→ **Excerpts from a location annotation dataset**
====

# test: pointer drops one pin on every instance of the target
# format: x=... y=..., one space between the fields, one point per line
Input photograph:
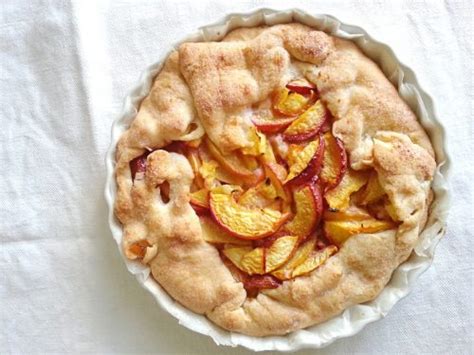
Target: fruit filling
x=280 y=208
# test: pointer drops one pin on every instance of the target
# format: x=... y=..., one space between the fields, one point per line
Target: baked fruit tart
x=272 y=179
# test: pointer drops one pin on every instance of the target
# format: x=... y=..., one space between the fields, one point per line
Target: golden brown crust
x=219 y=82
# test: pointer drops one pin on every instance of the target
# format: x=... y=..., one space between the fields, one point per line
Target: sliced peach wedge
x=316 y=259
x=302 y=253
x=302 y=87
x=245 y=258
x=334 y=163
x=351 y=213
x=276 y=173
x=288 y=103
x=307 y=164
x=339 y=231
x=200 y=198
x=240 y=221
x=280 y=251
x=213 y=233
x=309 y=207
x=307 y=125
x=272 y=125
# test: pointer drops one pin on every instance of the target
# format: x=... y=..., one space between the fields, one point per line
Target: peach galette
x=272 y=179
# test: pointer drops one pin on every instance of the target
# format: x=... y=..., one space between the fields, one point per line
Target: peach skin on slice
x=240 y=221
x=351 y=213
x=195 y=161
x=254 y=283
x=338 y=198
x=272 y=125
x=253 y=198
x=279 y=252
x=339 y=231
x=309 y=207
x=254 y=262
x=213 y=233
x=302 y=253
x=236 y=253
x=316 y=259
x=289 y=103
x=307 y=164
x=307 y=125
x=277 y=174
x=334 y=162
x=258 y=140
x=200 y=198
x=301 y=86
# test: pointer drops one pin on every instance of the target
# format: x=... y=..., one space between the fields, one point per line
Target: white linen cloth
x=66 y=67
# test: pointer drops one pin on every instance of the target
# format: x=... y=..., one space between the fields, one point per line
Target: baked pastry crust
x=213 y=85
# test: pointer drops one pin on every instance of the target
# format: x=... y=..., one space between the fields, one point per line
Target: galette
x=272 y=179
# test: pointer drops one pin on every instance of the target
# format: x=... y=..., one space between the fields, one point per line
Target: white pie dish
x=354 y=318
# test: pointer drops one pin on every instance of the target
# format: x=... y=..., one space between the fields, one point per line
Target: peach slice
x=334 y=161
x=373 y=191
x=301 y=86
x=250 y=162
x=280 y=251
x=230 y=162
x=236 y=254
x=307 y=125
x=277 y=174
x=339 y=231
x=194 y=143
x=213 y=233
x=243 y=222
x=253 y=198
x=338 y=198
x=272 y=125
x=254 y=262
x=289 y=103
x=307 y=164
x=258 y=140
x=293 y=150
x=254 y=283
x=309 y=207
x=315 y=260
x=351 y=213
x=195 y=162
x=280 y=146
x=200 y=198
x=268 y=156
x=223 y=176
x=302 y=253
x=208 y=172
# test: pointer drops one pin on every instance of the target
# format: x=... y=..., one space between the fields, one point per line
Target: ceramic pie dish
x=273 y=180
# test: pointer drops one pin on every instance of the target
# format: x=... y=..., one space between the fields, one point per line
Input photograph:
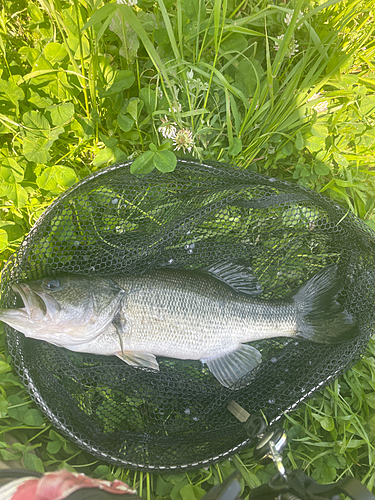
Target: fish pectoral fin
x=140 y=359
x=228 y=369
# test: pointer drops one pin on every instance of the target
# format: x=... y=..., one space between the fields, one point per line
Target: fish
x=209 y=315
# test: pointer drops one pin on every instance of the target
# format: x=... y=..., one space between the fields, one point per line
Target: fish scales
x=197 y=315
x=192 y=316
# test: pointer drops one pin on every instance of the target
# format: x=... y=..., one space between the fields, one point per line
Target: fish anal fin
x=139 y=359
x=231 y=367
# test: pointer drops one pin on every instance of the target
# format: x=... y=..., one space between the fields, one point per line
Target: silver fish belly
x=192 y=316
x=209 y=315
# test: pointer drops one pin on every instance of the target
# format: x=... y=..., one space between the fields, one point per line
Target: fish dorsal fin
x=236 y=276
x=228 y=369
x=140 y=359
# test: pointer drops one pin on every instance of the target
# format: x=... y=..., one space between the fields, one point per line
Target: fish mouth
x=35 y=306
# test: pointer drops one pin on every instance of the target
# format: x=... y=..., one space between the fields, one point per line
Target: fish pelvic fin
x=320 y=317
x=231 y=367
x=139 y=359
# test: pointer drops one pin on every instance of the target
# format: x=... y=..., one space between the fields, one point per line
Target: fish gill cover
x=193 y=218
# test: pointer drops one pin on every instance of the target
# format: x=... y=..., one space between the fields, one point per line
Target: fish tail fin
x=320 y=317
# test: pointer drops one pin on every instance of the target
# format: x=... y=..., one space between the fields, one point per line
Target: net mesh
x=114 y=222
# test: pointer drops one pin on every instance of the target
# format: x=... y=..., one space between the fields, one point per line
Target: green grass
x=84 y=84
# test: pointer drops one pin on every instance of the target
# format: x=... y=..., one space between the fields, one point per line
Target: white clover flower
x=277 y=44
x=321 y=107
x=288 y=18
x=167 y=130
x=314 y=96
x=183 y=139
x=293 y=48
x=130 y=3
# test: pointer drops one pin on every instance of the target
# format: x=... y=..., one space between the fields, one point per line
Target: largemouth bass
x=208 y=316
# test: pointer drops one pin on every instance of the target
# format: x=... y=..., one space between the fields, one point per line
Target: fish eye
x=52 y=285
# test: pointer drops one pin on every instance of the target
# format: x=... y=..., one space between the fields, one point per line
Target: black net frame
x=113 y=222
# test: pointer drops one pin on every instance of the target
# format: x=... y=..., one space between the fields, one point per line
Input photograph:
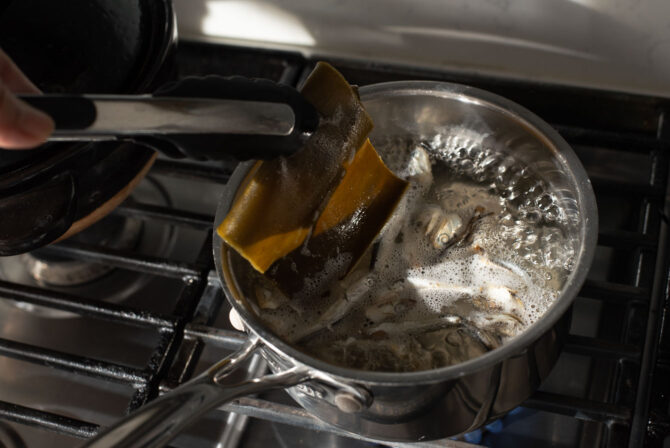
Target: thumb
x=21 y=126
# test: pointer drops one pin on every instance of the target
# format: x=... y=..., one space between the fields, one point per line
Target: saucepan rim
x=587 y=209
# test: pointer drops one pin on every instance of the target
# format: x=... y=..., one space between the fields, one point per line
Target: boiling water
x=476 y=252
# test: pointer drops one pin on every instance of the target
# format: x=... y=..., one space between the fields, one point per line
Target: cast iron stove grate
x=609 y=387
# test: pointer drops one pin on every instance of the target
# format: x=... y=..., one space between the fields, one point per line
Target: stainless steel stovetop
x=102 y=342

====

Copy the lines from the start of the records through the line containing "x=354 y=318", requests included, and add -141 to every x and y coordinate in the answers. Leave out the pictures.

# test: pointer drops one pin on every instance of the target
# format: x=... y=..., one space between the fields, one point per line
Input photograph:
Target: fruit filling
x=139 y=67
# test: pointer drops one pin on every instance of the target
# format: x=... y=..., one space between the fields, one point per line
Target: baked fruit tart
x=131 y=38
# test: pointer drops one pin on every instance of the target
# format: x=... y=..., one space between the fields, one point per line
Target: golden brown crust
x=78 y=-59
# test: pointer drops one pin on every instance of the target
# format: x=... y=..., one space between the fields, one point per line
Target: sliced peach wedge
x=175 y=118
x=161 y=112
x=161 y=-54
x=104 y=117
x=193 y=22
x=210 y=72
x=135 y=32
x=147 y=-38
x=166 y=23
x=198 y=90
x=59 y=57
x=99 y=80
x=139 y=110
x=72 y=92
x=168 y=66
x=166 y=-16
x=131 y=-16
# test: pointer drops one pin on every instance of the target
# format: x=... y=..., one space between the fields, one point per line
Target: peach galette
x=131 y=38
# test: pointer drops one pin on every instance of the target
# format: x=... y=..., one space between the fields, one point per line
Target: peach skin on slice
x=99 y=80
x=210 y=72
x=54 y=20
x=113 y=142
x=197 y=57
x=131 y=-16
x=112 y=57
x=138 y=111
x=198 y=90
x=168 y=66
x=113 y=121
x=72 y=92
x=161 y=112
x=95 y=112
x=175 y=118
x=148 y=-38
x=166 y=23
x=166 y=-16
x=136 y=33
x=193 y=21
x=117 y=-1
x=59 y=57
x=160 y=-55
# test: pointer drops one pin on every instance of the target
# format: x=... y=..., one space between the fields, one point per line
Target: white linen cloth
x=-75 y=-74
# test: pointer drops one pin on every instance of the target
# format: x=... y=..., one space between the fields, one point per line
Target: baked pastry crust
x=72 y=-56
# test: pointer drops one pin on every instance of the target
# format: x=... y=..., one space between the fields, one point per line
Target: galette
x=131 y=38
# test: pointer drops one pin on every instance of the target
# format: x=... y=..., one space between the fields, one point per line
Target: white pie dish
x=213 y=177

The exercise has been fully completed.